= Kutipan Halaman =
===============
Pak Tua itu kembali menaburkan segenggam garam ke dalam telaga itu. Dengan sepotong kayu, dibuatnya gelombang mengaduk-aduk dan tercipta riak air, mengusik ketenangan telaga itu. "Coba, ambil air dari telaga ini, dan minumlah. Saat tamu itu selesai meneguk air itu, Pak Tua berkata lagi, "Bagaimana rasanya?".

"Segar…", kata tamunya. "Apakah kamu merasakan garam dalam air itu?", tanya Pak Tua lagi. "Tidak." jawab si anak muda.
Dengan bijak Pak Tua itu menepuk-nepuk punggung si anak muda. Lalu ia mengajaknya duduk berhadap-hadapan, bersimpuh disamping telaga. "Anak muda, dengarlah. Pahitnya kehidupan, adalah layaknya segenggam garam, tidak lebih dan tidak kurang. Jumlah dan rasa pahit itu adalah sama, dan memang akan tetap sama".
===============
= Yang Perlu Dikerjakan =
A: Menurut kutipan tentang Pak Tua dan telaga, pahitnya kehidupan diumpamakan seperti apa?
B: Tuliskan ulang bagian kutipan tentang Pak Tua dan telaga mulai dari "Pak Tua itu kembali" dan terus sampai "jawab si anak muda.".
===============
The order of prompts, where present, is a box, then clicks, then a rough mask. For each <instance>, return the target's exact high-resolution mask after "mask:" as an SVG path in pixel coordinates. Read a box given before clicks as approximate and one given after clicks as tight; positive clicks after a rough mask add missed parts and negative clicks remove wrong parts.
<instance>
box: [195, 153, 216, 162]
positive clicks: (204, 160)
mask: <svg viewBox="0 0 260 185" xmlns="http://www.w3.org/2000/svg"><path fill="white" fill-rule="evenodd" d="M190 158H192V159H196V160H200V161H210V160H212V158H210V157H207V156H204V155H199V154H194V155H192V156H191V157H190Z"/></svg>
===============
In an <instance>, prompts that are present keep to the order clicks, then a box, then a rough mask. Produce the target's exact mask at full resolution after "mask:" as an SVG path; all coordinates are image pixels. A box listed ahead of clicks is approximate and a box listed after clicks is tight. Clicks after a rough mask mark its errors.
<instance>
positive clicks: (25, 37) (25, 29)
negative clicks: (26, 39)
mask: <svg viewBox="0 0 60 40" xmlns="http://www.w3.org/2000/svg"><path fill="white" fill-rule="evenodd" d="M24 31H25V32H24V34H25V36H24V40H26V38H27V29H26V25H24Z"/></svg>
===============
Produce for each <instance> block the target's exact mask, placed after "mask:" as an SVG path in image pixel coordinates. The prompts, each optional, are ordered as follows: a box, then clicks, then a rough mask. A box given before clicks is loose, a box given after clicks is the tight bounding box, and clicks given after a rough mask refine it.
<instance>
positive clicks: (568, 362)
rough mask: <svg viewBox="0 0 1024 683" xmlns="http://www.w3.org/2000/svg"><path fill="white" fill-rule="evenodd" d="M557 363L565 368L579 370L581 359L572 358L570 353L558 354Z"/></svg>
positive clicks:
===============
= Kunci Jawaban =
A: Segenggam garam.

B:
Pak Tua itu kembali menaburkan segenggam garam ke dalam telaga itu. Dengan sepotong kayu, dibuatnya gelombang mengaduk-aduk dan tercipta riak air, mengusik ketenangan telaga itu. "Coba, ambil air dari telaga ini, dan minumlah. Saat tamu itu selesai meneguk air itu, Pak Tua berkata lagi, "Bagaimana rasanya?".

"Segar…", kata tamunya. "Apakah kamu merasakan garam dalam air itu?", tanya Pak Tua lagi. "Tidak." jawab si anak muda.